Quoted passage:
>> Begin
# New Voyage Art...



## Ductapeforever (Mar 6, 2008)

I've been designing some new art for use with my Moebius kits.


----------



## Dar (Apr 20, 2007)

Nice. I really like that first one.:thumbsup:


----------



## xsavoie (Jun 29, 1999)

Real nice.


----------



## Ductapeforever (Mar 6, 2008)

In the Irwin world, the Oceanographic Survey was a stand alone agency ,I forget what Department. I'm working on a design by itself, with no Navy involvement.


----------



## Seaview (Feb 18, 2004)

I've gotta admit, as much as I love the U.S. Navy and all the folks who keep it great, that NIMR insignia is PERFECT!


----------



## Lloyd Collins (Sep 25, 2004)

More awesome art! Keep it coming!


----------



## steve123 (Feb 9, 2009)

So, which one is a huge carpet in "Commadore"..lol Nelson's stateroom?
>> End
To be done:
Decide whether each statement agrees with the forum thread, giving yes or no and quoting the exact words of the thread that settle it.
1. Ductapeforever is designing the new art for use with Moebius kits.
2. Dar likes the last design best.
3. The design Ductapeforever is working on involves the Navy.
The rows have nothing to do with the forum thread.

Entries supplied:
>> Begin
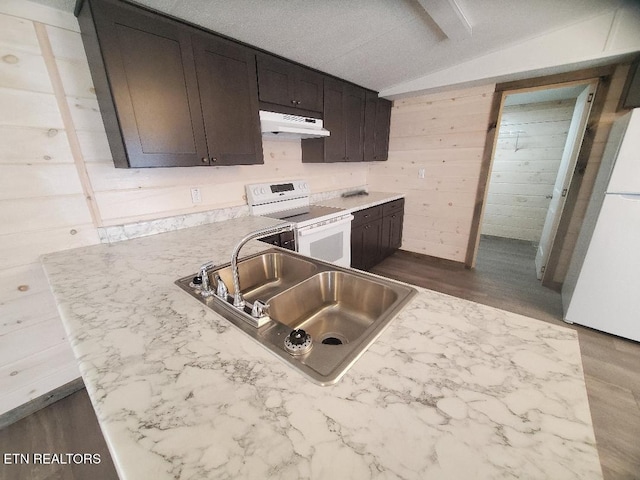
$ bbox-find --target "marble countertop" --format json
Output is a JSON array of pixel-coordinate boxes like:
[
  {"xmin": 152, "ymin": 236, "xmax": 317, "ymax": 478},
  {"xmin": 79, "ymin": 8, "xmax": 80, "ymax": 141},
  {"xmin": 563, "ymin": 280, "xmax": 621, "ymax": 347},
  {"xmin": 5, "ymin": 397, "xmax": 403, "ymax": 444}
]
[
  {"xmin": 43, "ymin": 217, "xmax": 602, "ymax": 480},
  {"xmin": 314, "ymin": 192, "xmax": 404, "ymax": 213}
]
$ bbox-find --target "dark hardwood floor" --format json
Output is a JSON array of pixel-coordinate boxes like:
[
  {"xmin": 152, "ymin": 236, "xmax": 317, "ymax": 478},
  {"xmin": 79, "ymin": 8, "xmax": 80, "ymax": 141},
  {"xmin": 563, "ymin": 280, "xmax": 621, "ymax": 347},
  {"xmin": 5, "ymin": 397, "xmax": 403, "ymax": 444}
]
[
  {"xmin": 372, "ymin": 236, "xmax": 640, "ymax": 480},
  {"xmin": 0, "ymin": 388, "xmax": 118, "ymax": 480},
  {"xmin": 0, "ymin": 237, "xmax": 640, "ymax": 480}
]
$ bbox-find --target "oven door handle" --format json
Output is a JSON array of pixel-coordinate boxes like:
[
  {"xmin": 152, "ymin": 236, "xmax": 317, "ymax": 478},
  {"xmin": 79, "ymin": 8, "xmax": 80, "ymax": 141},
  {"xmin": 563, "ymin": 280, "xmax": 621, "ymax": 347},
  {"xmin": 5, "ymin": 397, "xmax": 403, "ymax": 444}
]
[{"xmin": 298, "ymin": 215, "xmax": 353, "ymax": 237}]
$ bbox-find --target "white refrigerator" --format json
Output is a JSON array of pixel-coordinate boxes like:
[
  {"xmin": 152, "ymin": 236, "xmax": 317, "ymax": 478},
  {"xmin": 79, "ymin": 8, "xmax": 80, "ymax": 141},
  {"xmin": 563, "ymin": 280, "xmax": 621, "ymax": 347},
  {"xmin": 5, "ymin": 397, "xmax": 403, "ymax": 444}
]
[{"xmin": 562, "ymin": 108, "xmax": 640, "ymax": 341}]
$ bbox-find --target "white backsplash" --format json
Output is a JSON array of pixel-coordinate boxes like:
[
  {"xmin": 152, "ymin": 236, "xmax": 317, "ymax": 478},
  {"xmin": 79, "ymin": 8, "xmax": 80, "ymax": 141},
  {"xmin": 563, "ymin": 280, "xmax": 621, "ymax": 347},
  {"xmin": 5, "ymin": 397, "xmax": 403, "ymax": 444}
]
[{"xmin": 98, "ymin": 185, "xmax": 367, "ymax": 243}]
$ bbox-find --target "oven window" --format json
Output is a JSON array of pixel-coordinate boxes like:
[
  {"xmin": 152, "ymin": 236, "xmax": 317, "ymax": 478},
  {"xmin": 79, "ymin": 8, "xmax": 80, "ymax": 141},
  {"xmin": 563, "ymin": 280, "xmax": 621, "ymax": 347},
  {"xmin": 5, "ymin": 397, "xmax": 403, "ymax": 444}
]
[{"xmin": 309, "ymin": 232, "xmax": 344, "ymax": 262}]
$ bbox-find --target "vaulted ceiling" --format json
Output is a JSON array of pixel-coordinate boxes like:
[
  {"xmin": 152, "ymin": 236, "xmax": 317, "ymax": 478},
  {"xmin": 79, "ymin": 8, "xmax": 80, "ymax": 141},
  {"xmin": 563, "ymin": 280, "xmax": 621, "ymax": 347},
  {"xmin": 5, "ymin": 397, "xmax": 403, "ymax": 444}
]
[{"xmin": 28, "ymin": 0, "xmax": 632, "ymax": 95}]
>> End
Exercise answer:
1. Yes: "I've been designing some new art for use with my Moebius kits."
2. No: "I really like that first one."
3. No: "I'm working on a design by itself, with no Navy involvement."